Gerald Ullrich (FDP) aus Floh-Seligenthal jubelte. "Wir haben zu klein gewählt", scherzte er mit Blick auf das Erfurter Lokal, in dem die Liberalen am Abend feierten. "Der Montag wird für mich auf jeden Fall ein schöner Tag. Entweder ich fahre nach Berlin und mache meinen Job. Oder ich fahre in die Körler Straße im Gewerbegebiet und erledige meine Arbeit." So entspannt habe er selten einer neuen Woche entgegengesehen. Der große Wermutstropfen in dem Freudenbecher sei das Abschneiden der AfD. Es werde große Auseinandersetzungen geben. "An der FDP kann es aber nicht gelegen haben."
Der Wahlsonntag hatte in Schmalkalden und Umgebung sehr gemächlich begonnen. Die meisten Menschen, die am Morgen, gegen 9 Uhr, in der Fachwerkstadt unterwegs waren, besorgten sich frische Brötchen vom Bäcker. Gegen Mittag wurde es deutlich lebendiger. Nach Beendigung des Erntedankgottesdienstes bildeten sich im Wahllokal in der Bibliothek sogar kleine Menschentrauben. Auch hochaltrige Bürger nutzten die Chance, dem Kandidaten ihrer Wahl die Stimme zu schenken. Darunter waren etliche Menschen über 90 Jahre.

> [DATENSÄTZE]:
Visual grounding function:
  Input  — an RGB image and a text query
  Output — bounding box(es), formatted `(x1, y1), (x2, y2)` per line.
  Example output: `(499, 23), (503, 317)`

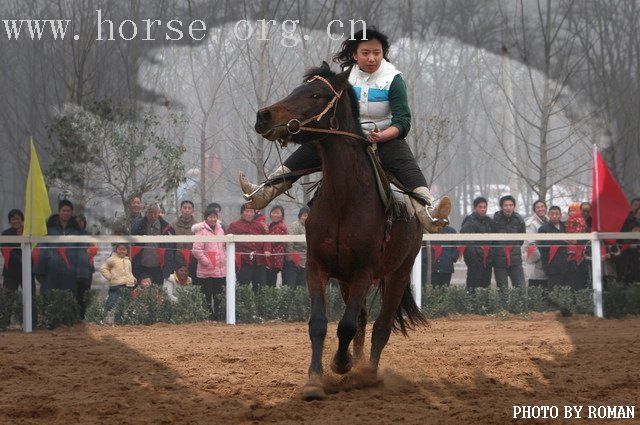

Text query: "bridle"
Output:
(267, 75), (366, 147)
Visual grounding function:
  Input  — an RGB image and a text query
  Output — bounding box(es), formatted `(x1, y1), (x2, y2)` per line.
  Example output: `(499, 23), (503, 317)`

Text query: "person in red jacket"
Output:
(227, 205), (271, 292)
(267, 205), (289, 286)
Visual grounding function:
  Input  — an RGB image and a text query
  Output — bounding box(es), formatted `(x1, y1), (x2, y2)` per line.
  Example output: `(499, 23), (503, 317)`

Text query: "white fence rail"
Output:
(0, 232), (640, 332)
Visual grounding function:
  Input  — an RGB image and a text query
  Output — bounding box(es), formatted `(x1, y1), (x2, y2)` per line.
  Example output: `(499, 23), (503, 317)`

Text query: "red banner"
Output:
(180, 249), (191, 268)
(31, 248), (40, 269)
(591, 152), (630, 232)
(504, 246), (512, 267)
(480, 245), (491, 267)
(2, 247), (16, 269)
(431, 245), (442, 263)
(547, 245), (560, 264)
(56, 246), (71, 269)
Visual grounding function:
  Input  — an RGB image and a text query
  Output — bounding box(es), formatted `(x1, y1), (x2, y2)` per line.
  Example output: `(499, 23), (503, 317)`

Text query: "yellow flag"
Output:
(23, 139), (51, 236)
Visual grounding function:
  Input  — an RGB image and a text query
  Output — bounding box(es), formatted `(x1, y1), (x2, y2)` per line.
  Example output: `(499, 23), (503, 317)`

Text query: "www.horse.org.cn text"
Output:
(233, 19), (367, 47)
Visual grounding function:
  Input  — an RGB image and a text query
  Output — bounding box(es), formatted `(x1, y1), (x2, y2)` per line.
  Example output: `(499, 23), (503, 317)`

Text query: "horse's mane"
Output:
(303, 66), (362, 131)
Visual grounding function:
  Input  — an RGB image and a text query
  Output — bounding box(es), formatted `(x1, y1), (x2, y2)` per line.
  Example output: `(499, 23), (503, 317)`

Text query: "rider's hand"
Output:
(369, 130), (384, 143)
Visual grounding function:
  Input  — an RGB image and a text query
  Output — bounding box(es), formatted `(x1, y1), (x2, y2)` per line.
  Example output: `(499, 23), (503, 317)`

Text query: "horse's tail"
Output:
(380, 279), (428, 336)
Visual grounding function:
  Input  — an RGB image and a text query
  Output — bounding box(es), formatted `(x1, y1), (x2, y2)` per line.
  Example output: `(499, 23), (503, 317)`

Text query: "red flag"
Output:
(547, 245), (560, 264)
(2, 247), (16, 269)
(180, 249), (191, 268)
(156, 248), (167, 269)
(591, 152), (630, 232)
(87, 245), (98, 266)
(205, 251), (218, 266)
(504, 246), (511, 267)
(56, 246), (71, 269)
(131, 245), (142, 260)
(31, 248), (40, 267)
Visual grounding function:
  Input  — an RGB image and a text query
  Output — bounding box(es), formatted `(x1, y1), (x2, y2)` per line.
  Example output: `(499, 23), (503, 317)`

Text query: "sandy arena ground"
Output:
(0, 314), (640, 424)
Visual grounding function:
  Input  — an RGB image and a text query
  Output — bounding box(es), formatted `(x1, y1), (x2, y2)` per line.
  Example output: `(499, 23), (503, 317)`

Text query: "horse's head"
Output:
(254, 62), (362, 143)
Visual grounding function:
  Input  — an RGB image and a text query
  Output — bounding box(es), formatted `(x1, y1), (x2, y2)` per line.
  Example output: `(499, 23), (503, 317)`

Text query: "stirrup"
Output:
(424, 205), (449, 226)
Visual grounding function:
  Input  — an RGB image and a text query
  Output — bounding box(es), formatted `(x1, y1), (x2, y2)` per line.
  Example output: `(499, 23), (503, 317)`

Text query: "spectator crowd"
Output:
(2, 197), (309, 320)
(422, 195), (640, 289)
(1, 195), (640, 320)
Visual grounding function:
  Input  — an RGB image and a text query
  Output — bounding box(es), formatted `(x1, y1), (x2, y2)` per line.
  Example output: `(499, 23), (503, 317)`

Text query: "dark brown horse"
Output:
(255, 63), (425, 400)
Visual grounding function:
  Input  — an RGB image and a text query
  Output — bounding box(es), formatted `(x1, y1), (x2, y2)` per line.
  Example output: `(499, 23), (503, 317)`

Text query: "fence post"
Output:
(20, 242), (33, 332)
(411, 246), (422, 309)
(227, 238), (236, 325)
(591, 232), (604, 317)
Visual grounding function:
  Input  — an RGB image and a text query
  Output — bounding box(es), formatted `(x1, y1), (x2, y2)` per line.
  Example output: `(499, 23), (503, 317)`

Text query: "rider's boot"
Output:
(409, 186), (451, 233)
(240, 165), (293, 210)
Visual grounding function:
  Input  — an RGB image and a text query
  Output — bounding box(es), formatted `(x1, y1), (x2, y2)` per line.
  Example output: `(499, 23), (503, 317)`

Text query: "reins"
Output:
(269, 75), (367, 147)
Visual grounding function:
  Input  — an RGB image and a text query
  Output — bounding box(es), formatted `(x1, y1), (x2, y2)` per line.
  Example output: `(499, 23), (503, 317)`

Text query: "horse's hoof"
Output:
(331, 354), (353, 375)
(302, 374), (326, 401)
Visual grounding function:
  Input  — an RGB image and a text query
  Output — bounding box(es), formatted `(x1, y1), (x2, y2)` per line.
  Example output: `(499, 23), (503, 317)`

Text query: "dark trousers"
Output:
(2, 276), (36, 296)
(547, 272), (572, 289)
(197, 277), (226, 320)
(266, 269), (282, 287)
(76, 277), (92, 319)
(529, 279), (549, 289)
(431, 272), (453, 286)
(133, 266), (164, 285)
(493, 264), (524, 289)
(282, 260), (307, 286)
(284, 139), (427, 190)
(566, 260), (591, 289)
(467, 264), (491, 289)
(237, 262), (267, 292)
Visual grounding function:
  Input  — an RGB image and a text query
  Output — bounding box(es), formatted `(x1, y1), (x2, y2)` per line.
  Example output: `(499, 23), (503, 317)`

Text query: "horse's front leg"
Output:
(302, 261), (329, 400)
(331, 276), (371, 374)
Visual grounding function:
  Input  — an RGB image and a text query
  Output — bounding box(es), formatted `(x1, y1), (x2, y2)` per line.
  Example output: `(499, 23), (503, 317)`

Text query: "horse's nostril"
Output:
(257, 109), (271, 123)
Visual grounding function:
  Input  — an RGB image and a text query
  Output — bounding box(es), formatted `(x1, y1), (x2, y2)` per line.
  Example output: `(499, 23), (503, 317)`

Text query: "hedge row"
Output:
(0, 283), (640, 329)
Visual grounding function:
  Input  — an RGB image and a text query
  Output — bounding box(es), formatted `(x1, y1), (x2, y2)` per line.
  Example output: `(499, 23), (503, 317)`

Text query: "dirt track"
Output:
(0, 314), (640, 424)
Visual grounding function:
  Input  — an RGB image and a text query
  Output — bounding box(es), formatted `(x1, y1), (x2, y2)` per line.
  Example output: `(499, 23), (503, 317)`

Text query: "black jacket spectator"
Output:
(131, 217), (175, 285)
(493, 211), (527, 267)
(423, 226), (459, 273)
(460, 212), (495, 266)
(538, 222), (568, 276)
(2, 227), (22, 281)
(35, 214), (86, 296)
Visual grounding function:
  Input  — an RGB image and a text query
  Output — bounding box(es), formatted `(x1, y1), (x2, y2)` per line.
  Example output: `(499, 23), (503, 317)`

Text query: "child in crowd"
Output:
(191, 207), (227, 320)
(100, 243), (136, 310)
(163, 265), (193, 302)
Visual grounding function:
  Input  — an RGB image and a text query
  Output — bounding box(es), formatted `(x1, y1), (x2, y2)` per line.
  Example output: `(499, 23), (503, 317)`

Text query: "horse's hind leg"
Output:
(369, 258), (413, 374)
(331, 277), (370, 374)
(353, 299), (367, 363)
(302, 261), (328, 400)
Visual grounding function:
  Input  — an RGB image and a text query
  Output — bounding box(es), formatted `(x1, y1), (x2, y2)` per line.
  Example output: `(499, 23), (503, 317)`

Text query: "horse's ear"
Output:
(336, 70), (349, 88)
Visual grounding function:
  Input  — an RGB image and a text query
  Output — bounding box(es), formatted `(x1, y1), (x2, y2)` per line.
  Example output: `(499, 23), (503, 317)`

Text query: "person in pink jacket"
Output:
(191, 208), (227, 320)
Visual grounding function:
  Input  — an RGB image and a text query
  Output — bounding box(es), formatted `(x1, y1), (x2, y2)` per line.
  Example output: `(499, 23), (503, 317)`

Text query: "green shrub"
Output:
(470, 288), (507, 315)
(548, 286), (574, 316)
(114, 285), (171, 325)
(170, 286), (209, 323)
(40, 289), (80, 329)
(0, 288), (22, 330)
(236, 285), (260, 323)
(84, 291), (107, 325)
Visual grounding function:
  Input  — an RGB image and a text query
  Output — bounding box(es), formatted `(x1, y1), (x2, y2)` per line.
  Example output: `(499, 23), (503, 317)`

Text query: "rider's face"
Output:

> [AUFGABENSTELLUNG]:
Beantworten Sie anhand des Textauszugs zum Wahlsonntag diese Fragen:
1. In welcher Stadt lag das Lokal, in dem die Liberalen am Abend feierten?
2. Wessen Abschneiden nannte Gerald Ullrich den großen Wermutstropfen?
3. Wo befand sich das Wahllokal in Schmalkalden?
Die Daten stehen für sich und haben mit dem Textauszug nichts zu tun.

> [BEARBEITETE AUFGABE]:
1. In Erfurt.
2. Das Abschneiden der AfD.
3. In der Bibliothek.